#### Required work:
Retype exactly the lines from the one containing "You are given a photograph. For the metal rod" through the last line of the records below, including both, and leave out any pictures.

#### Material shown:

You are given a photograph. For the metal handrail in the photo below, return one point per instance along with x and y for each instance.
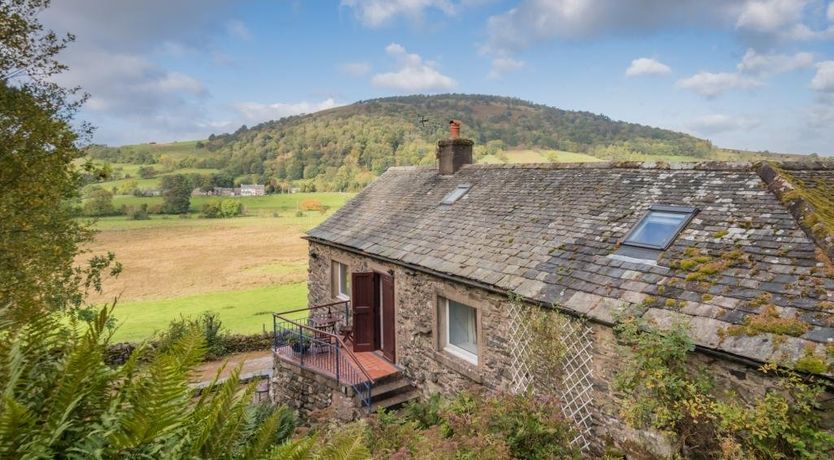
(326, 339)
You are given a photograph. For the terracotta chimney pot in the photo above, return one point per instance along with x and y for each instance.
(454, 129)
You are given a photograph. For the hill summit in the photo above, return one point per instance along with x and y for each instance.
(344, 148)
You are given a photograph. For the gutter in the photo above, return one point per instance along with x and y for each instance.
(727, 356)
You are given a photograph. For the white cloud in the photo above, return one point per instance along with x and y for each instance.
(130, 84)
(376, 13)
(504, 65)
(414, 74)
(711, 84)
(772, 16)
(117, 58)
(356, 69)
(771, 64)
(823, 81)
(238, 29)
(782, 19)
(533, 21)
(647, 66)
(255, 112)
(719, 123)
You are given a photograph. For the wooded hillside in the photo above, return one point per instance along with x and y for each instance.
(342, 149)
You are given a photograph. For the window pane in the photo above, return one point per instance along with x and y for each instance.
(657, 228)
(455, 194)
(344, 280)
(462, 323)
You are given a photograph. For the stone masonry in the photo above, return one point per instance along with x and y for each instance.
(433, 371)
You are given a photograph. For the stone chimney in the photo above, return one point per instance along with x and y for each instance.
(454, 152)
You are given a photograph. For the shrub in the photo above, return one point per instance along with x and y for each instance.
(139, 212)
(210, 327)
(664, 393)
(176, 194)
(231, 208)
(222, 208)
(146, 172)
(99, 202)
(211, 210)
(474, 426)
(60, 400)
(310, 204)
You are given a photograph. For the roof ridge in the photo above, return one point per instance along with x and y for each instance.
(710, 165)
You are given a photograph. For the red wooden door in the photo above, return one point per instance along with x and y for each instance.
(362, 290)
(388, 320)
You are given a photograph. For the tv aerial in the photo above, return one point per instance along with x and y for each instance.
(428, 125)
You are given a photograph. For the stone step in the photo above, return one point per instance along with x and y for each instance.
(396, 400)
(391, 388)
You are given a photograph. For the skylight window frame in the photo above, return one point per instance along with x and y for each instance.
(688, 211)
(452, 198)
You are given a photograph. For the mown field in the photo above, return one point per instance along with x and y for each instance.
(241, 268)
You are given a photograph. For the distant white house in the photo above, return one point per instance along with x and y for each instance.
(252, 190)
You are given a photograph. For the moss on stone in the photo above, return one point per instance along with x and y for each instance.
(809, 362)
(769, 321)
(818, 196)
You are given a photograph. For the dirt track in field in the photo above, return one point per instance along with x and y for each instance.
(170, 262)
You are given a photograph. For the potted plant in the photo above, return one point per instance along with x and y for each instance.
(298, 343)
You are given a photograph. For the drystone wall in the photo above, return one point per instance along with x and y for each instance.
(433, 371)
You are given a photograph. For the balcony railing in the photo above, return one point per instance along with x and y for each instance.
(311, 337)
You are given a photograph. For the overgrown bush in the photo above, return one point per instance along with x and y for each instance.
(222, 208)
(209, 326)
(474, 426)
(99, 202)
(664, 392)
(136, 212)
(60, 400)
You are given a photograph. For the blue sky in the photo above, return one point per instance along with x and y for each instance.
(752, 74)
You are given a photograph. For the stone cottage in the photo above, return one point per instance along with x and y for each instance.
(423, 260)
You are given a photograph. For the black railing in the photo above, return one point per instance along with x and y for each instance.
(309, 337)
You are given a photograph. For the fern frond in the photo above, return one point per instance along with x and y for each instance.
(348, 444)
(301, 449)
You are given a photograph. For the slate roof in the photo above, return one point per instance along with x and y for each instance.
(547, 233)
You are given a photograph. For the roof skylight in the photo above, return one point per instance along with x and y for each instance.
(659, 227)
(456, 194)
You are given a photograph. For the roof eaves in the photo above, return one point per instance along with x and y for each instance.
(802, 202)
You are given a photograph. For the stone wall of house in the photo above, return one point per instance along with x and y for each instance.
(313, 397)
(433, 371)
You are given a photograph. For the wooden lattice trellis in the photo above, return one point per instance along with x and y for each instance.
(575, 388)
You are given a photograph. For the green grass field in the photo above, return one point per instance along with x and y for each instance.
(242, 268)
(539, 156)
(245, 311)
(259, 210)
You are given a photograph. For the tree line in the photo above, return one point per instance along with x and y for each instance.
(343, 149)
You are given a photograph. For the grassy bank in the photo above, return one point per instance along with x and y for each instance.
(243, 311)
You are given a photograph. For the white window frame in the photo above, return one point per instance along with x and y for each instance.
(337, 278)
(453, 349)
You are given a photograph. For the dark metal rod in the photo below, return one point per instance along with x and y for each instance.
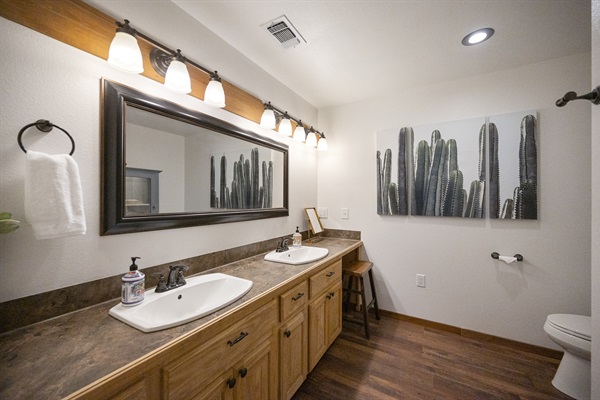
(593, 96)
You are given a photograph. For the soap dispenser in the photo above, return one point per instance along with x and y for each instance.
(297, 238)
(132, 285)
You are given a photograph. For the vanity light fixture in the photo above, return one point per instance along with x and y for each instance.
(478, 36)
(124, 53)
(177, 77)
(299, 132)
(322, 143)
(311, 138)
(214, 94)
(285, 126)
(268, 120)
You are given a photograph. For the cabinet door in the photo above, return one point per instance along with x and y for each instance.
(256, 374)
(221, 388)
(333, 312)
(293, 355)
(325, 323)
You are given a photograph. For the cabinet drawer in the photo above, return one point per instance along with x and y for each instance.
(293, 300)
(326, 277)
(192, 372)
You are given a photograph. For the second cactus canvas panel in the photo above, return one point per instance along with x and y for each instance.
(454, 168)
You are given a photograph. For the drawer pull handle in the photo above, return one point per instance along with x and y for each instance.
(298, 297)
(238, 339)
(231, 383)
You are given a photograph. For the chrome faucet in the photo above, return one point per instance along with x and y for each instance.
(174, 279)
(283, 245)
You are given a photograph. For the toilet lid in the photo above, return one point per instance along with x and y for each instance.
(576, 325)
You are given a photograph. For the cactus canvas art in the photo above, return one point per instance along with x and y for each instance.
(240, 180)
(471, 168)
(393, 177)
(513, 165)
(448, 169)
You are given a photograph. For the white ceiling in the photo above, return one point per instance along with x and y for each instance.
(356, 50)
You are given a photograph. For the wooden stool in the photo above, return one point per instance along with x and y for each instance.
(357, 269)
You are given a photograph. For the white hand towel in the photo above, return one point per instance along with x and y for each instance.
(53, 196)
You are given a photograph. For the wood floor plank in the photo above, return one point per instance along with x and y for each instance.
(406, 360)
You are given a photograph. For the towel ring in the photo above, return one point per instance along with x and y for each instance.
(45, 126)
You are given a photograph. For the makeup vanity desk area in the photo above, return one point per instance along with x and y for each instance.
(286, 321)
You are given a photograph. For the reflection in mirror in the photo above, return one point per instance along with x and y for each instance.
(166, 166)
(203, 170)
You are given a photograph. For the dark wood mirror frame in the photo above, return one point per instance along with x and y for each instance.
(115, 97)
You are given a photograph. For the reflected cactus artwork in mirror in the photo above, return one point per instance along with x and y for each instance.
(450, 169)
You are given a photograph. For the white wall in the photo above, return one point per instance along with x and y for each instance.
(465, 286)
(43, 78)
(595, 205)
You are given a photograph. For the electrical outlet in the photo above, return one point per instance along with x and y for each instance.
(322, 212)
(345, 213)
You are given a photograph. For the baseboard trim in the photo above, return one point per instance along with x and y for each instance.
(484, 337)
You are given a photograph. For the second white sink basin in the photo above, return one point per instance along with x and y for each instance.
(298, 255)
(201, 296)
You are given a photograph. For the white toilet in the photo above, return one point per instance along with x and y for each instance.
(573, 333)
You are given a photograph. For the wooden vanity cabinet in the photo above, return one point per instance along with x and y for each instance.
(263, 351)
(237, 362)
(293, 340)
(324, 311)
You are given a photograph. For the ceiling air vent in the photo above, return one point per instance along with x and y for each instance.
(284, 32)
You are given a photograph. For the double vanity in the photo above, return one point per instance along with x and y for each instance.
(260, 346)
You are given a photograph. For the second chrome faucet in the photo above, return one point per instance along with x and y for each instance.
(174, 280)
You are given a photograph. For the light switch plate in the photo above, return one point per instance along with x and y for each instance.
(322, 212)
(345, 213)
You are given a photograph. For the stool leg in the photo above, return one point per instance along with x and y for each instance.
(375, 303)
(364, 306)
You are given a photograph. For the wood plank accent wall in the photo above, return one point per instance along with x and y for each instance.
(80, 25)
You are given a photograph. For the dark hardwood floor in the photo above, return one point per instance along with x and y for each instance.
(404, 360)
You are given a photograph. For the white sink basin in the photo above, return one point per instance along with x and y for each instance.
(201, 296)
(298, 255)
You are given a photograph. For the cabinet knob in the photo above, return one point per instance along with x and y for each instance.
(231, 383)
(298, 297)
(236, 340)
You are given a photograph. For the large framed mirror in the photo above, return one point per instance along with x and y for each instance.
(165, 166)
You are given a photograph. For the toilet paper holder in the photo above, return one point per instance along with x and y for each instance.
(496, 256)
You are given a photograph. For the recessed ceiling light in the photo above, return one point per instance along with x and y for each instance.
(480, 35)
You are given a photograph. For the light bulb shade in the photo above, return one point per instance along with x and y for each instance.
(124, 53)
(177, 78)
(285, 127)
(214, 94)
(322, 144)
(311, 139)
(299, 134)
(268, 121)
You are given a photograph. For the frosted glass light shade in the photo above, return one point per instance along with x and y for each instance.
(322, 144)
(311, 139)
(285, 127)
(214, 94)
(268, 121)
(124, 53)
(177, 78)
(299, 134)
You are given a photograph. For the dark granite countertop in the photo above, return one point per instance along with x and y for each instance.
(54, 358)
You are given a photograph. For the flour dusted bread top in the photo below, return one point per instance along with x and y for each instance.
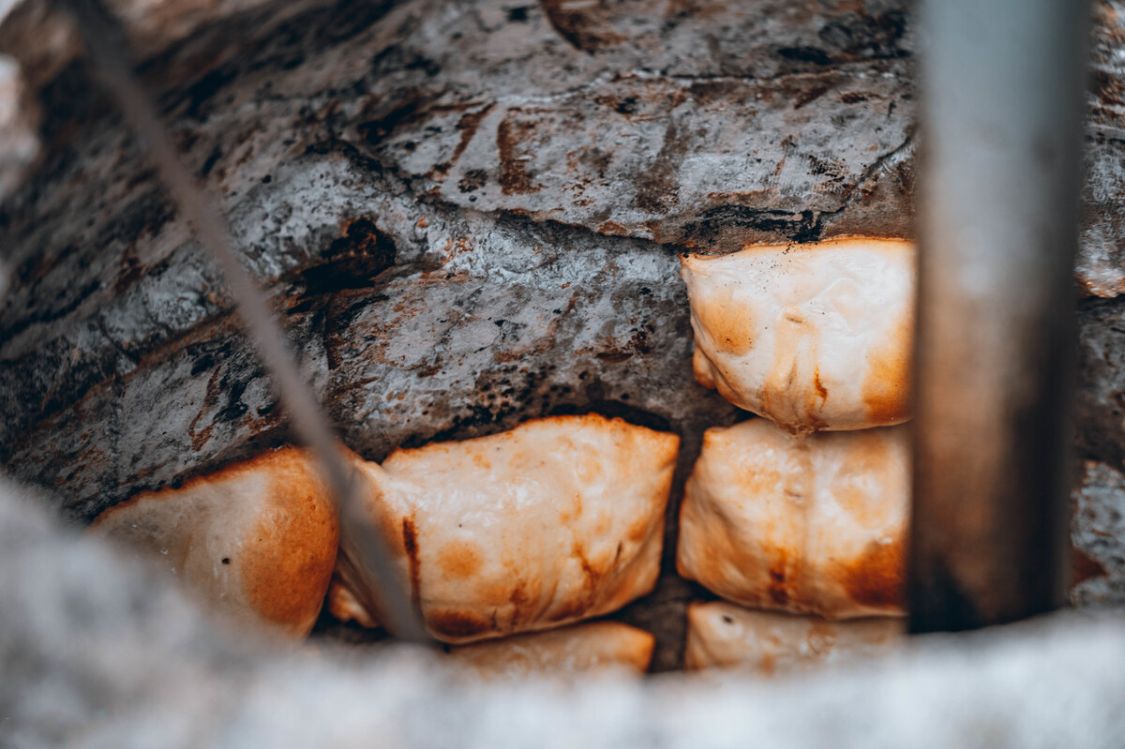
(723, 635)
(558, 520)
(811, 524)
(813, 336)
(565, 651)
(257, 541)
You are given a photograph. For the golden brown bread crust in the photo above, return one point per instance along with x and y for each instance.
(809, 524)
(257, 540)
(568, 650)
(725, 635)
(558, 520)
(813, 336)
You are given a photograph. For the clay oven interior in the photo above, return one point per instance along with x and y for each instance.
(468, 215)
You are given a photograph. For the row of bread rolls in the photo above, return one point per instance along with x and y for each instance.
(556, 521)
(806, 513)
(560, 519)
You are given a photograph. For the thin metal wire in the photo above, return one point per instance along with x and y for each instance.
(107, 46)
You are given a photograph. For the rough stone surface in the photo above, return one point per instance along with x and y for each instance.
(1097, 532)
(468, 214)
(97, 651)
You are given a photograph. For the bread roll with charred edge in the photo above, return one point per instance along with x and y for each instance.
(558, 520)
(257, 541)
(813, 336)
(811, 524)
(565, 651)
(723, 635)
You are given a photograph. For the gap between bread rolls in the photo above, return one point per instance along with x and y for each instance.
(569, 650)
(807, 524)
(725, 635)
(558, 520)
(813, 336)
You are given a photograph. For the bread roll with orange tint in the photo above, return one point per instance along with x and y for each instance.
(725, 635)
(558, 652)
(257, 541)
(813, 336)
(809, 524)
(558, 520)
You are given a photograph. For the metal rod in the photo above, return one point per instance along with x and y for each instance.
(1002, 101)
(107, 45)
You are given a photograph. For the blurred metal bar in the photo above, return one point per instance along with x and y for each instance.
(1002, 101)
(108, 47)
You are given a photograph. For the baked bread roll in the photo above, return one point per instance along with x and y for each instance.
(723, 635)
(257, 540)
(558, 520)
(807, 524)
(813, 336)
(566, 651)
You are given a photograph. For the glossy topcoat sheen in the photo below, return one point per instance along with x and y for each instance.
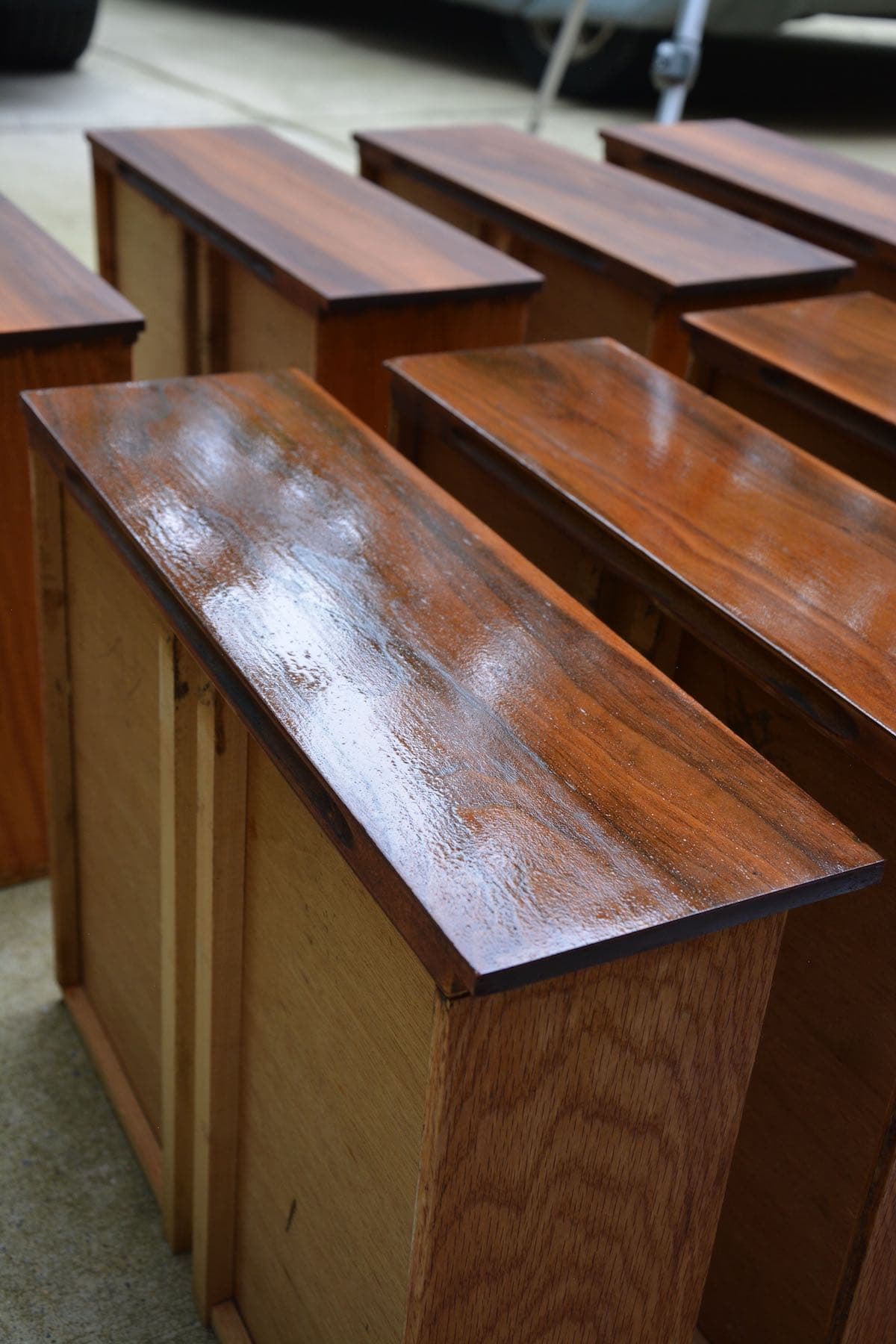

#### Correct output:
You are given a photograph. For the metal rod in the photo above, return one point per instance along with x and y for each instance.
(1002, 101)
(107, 45)
You are given a photograph. For the blurred metal bar in the photo above, return one point per instance along with x and y for each instance.
(1002, 101)
(108, 47)
You are given a photograph. For the baked bread roll in the photo above, return one point per instance along with x and y for each instance.
(723, 635)
(257, 540)
(558, 520)
(807, 524)
(813, 336)
(566, 651)
You are given a photograph. For the glossy topcoat sheen in the photo below, return one point per instance along with x and y for each instance.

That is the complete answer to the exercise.